● **What to produce**: Write out exactly the lines below that run from the one containing "Place one point on each instance of the hockey stick." through the one containing "Place one point on each instance of the red", both included, with no other lines.

● **Information**:
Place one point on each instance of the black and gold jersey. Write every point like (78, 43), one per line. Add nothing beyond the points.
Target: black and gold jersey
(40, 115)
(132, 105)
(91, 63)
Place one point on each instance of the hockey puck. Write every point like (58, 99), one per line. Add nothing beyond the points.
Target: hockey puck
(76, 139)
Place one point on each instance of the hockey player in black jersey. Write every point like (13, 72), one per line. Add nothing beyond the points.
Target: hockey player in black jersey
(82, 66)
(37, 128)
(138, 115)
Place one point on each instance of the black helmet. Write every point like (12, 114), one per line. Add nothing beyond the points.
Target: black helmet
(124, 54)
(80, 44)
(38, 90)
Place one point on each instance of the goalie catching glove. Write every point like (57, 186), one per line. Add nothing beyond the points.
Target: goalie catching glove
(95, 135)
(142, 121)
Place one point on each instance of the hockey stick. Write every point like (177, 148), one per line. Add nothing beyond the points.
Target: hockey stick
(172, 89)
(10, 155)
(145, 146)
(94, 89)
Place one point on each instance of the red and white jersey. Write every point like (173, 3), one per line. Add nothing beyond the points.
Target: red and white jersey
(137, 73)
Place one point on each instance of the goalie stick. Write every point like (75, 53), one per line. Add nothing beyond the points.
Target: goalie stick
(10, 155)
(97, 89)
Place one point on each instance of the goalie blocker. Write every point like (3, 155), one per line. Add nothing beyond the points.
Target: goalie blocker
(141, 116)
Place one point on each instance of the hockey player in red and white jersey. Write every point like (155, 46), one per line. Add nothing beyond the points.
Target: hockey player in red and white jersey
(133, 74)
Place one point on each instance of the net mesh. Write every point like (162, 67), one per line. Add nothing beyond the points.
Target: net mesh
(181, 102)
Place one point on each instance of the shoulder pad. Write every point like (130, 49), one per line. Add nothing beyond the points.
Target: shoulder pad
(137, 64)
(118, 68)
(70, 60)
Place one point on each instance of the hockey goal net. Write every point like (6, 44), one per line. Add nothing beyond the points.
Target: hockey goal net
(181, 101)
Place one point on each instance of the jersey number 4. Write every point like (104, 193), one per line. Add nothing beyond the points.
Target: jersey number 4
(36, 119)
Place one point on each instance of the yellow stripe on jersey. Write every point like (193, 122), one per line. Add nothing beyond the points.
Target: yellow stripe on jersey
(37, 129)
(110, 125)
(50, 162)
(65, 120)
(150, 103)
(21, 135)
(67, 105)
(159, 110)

● **Solution to this task**:
Place one point on each instance of the hockey stick. Write every point like (177, 148), one per line. Add nothing beyond the points.
Target: hockey stick
(172, 89)
(10, 155)
(145, 146)
(94, 89)
Place one point on each instance of the red and white jersey. Write every point like (173, 3), one per line. Add nothing beyond the points.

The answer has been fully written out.